▶ [提示本文]
========================================

ドバイでカラチ行きに乗り継ぎ16日昼(現地時間、日本時間-4時間)にカラチ着。
現地協力機関のNRSP(パキスタンの大手地域開発NGO)の車で Thatta タッタ市内の事務所へ。

NRSP : National Rural Support Programmehttp://nrsp.org.pk/

8月31日に西宮でお会いしたN調整員さんが数日前にタッタ入りして、私たちの宿舎用に家を借り上げてくださっていた。
そこに荷物・医薬品を運び込み、翌日からの医療活動に備える。

Mushtaq ムシュターク職員に場所のアレンジをしていただく。明日は、インダス川西岸、河口に程近い Ghora Bari ゴーラ・バリという場所で診療キャンプを開くことになった。

動画:運び込まれた医薬品

今回使用する医薬品は、隣国インドの水害救援活動の際使用されたものを参考にして、カラチで調達された。
約1ヶ月の滞在だったが、後半は医療スタッフが増えて多くの患者に対応することができるようになったことで薬の処方も増え、何度か買い足しをしている。
購入させていただいたカラチのお店はドルでの支払いが可能であったため、ルピー両替による差益損を回避することができた。

2010年09月17日-18日(金-土曜日)Ghora Bari ゴーラ・バリ

08:00すぎ、迎えの車でNRSPの事務所へ。朝食(パン・オムレツなど)を摂ったあと、2台の車に、医薬品・水などを積み、1時間半ほど走った、Ghora Bari ゴーラ・バーリーへ。ここにある学校の避難所で、医療救援活動の第1・2日目がはじまった。

F崎医師、W辺看護師、N調整員・わたし、医療の知識がある通訳のAbuda アブダさん(女性)、Nazir ナジールさん、現地Ghora Bari の世話役 Mushtaq ムシュターク職員、ドライバー・スタッフ3名の総勢10名の陣容。

========================================

▶ [データ抜粋]

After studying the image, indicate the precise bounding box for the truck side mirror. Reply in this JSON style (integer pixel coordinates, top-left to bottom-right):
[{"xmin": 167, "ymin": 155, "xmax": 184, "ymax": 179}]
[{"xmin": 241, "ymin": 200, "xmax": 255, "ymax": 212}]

========================================

▶ [作業指示]
パキスタン水害の医療救援記録を、最後の文の後から書き継ぐ。

▶ [解答欄]
午前10時過ぎのオープン開始から、学校内に避難をしている方を中心に多数の方が診察を希望された。
~午後3時前まで、短時間のブレイク(クッキー、水)以外は受付・診察・薬の処方に全員が追われていた。

小学校社会科6年教科書に掲載されている写真。Ghora Bariでの活動のときの写真だ。後年掲載されていることを知る。誰が撮ってくれたのだろう?

1日目(9月17日):85人を受付し、53人の診察を行った。
2日目(9月18日):昨日受付をしたが診ることのできなかった患者さん約30名+新規受付した32名の計66名の診察を行った。

Thatta タッタのNRSP事務所~Ghora Bari ゴーラ・バーリーの往復は舗装はされているが悪路が続き、通うこともなかなか易しいものではない。が、現地の方の協力で現地救援医療の第一歩が歩めてよかったと思う。

動画:9月18日 Ghora Bari ゴーラ・バリの診療キャンプ地(高校)にて

↑水が浸っていた部分の壁面が変色(もしくは壁材の剥離)している様子がよくわかる。

動画:9月18日 Ghora Bari ゴーラ・バリの診療キャンプ地での水配給

↑水害後、生活用水はこのように濁ったものしか配水されなくなった。これが生活用水であるし、飲み水である。

2010年09月19日-20日(日-月曜日) Darya Khan Bhatti 菅波代表現地で診療

NRSP事務所で朝食をいただく最中に、前日カラチ入りしていたAMDA菅波代表・N調整員がカラチを早朝に出発してタッタに到着。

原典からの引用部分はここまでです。